(Rows from a dataset)

——————

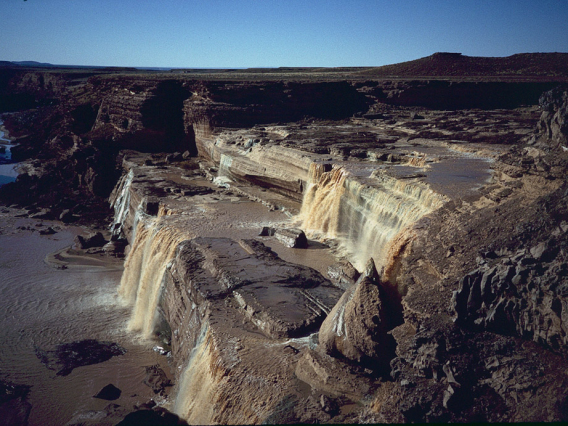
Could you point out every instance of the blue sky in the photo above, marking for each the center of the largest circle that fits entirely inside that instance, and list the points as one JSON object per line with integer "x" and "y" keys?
{"x": 246, "y": 33}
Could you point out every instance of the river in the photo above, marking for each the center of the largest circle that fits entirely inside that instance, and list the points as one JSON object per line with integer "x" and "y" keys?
{"x": 42, "y": 306}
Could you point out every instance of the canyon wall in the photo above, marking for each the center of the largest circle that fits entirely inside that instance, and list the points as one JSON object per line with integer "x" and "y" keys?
{"x": 444, "y": 300}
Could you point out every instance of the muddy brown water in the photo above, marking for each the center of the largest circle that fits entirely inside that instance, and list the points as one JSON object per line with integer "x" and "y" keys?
{"x": 41, "y": 307}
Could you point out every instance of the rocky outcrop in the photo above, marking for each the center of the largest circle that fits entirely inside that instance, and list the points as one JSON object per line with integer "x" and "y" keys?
{"x": 357, "y": 327}
{"x": 447, "y": 202}
{"x": 553, "y": 125}
{"x": 229, "y": 305}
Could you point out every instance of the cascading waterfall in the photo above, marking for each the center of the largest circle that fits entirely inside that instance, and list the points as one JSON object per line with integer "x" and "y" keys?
{"x": 363, "y": 219}
{"x": 154, "y": 246}
{"x": 121, "y": 203}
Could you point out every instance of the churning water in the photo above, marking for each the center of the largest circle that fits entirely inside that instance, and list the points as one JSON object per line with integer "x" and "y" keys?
{"x": 42, "y": 307}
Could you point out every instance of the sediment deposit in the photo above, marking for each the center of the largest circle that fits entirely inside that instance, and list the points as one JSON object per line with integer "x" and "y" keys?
{"x": 431, "y": 287}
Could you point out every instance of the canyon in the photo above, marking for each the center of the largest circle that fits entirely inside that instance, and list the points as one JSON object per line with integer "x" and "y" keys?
{"x": 321, "y": 246}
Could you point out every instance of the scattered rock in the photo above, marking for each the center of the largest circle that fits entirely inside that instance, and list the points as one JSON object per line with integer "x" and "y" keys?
{"x": 109, "y": 392}
{"x": 92, "y": 240}
{"x": 292, "y": 237}
{"x": 48, "y": 231}
{"x": 69, "y": 356}
{"x": 343, "y": 274}
{"x": 156, "y": 379}
{"x": 357, "y": 327}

——————

DIRECTIONS FOR THIS TASK
Retype each entry precisely. Skip images entirely.

WRITTEN RESPONSE
Could you point out every instance of the blue sky in the photo above, marking for each the center of the largest circle that fits entirely inside that instance, and list the points as one JSON object per line with integer "x" and "y" keys?
{"x": 246, "y": 33}
Could you point out every instance of the river in the photo above, marking for each the center of the largest circle that fits entirely inside that instance, and list the points as one JSON object per line with integer "x" and "y" keys?
{"x": 42, "y": 306}
Could you point out every instance of the canyon wall in the photo above, marking for each the center of the largest circle that fits entirely inside that instance, and list the points as one JSON object per line with integer "x" and "y" keys?
{"x": 444, "y": 300}
Could you point out every instance of the muddy brown water in the photo above, marking for each the center of the largest circle that fits entirely inside that instance, and list the points as one JSON object per line with integer "x" and "y" keys?
{"x": 41, "y": 307}
Could you point out every instance of the rocky outcrop in the photo above, marking for each the center of the largest circle that fits entirely inside that instance, and list the points as one JSON object per line with integer "x" and "y" keys?
{"x": 357, "y": 327}
{"x": 447, "y": 202}
{"x": 553, "y": 125}
{"x": 229, "y": 305}
Could you point out every instance of the cascading waterfall in the photo above, marking for each the center of the largest circle that fits entirely inside that instance, and list the points as one JSON object per line with integer "x" and "y" keys?
{"x": 363, "y": 219}
{"x": 154, "y": 246}
{"x": 121, "y": 203}
Could you point out every instance of the churning water in the photo above, marking for each the center of the largest circle that fits entirely inside that instance, and list the points as one JSON object per line with integer "x" and "y" keys?
{"x": 42, "y": 307}
Could you point out every instance of the sediment deposit in the photo above, marking for each the center of the largest circle that fits entirely inside that instance, and list the points as one JSON object per line with integer "x" and "y" keys?
{"x": 431, "y": 287}
Could you point out every instance of the canyon in the photo above, marking for each the center of the largest circle that fits entirely inside that instance, and list the points as one JSON object per line with integer "x" and "y" keys?
{"x": 321, "y": 246}
Could you point out every instance of the scattered rock in the photo above, marking for each the center of the largest circle that fits entirely inside that instance, and list the points as one JSON object per line with integer "x" and "y" keys?
{"x": 109, "y": 392}
{"x": 92, "y": 240}
{"x": 292, "y": 237}
{"x": 48, "y": 231}
{"x": 69, "y": 356}
{"x": 343, "y": 274}
{"x": 156, "y": 379}
{"x": 357, "y": 327}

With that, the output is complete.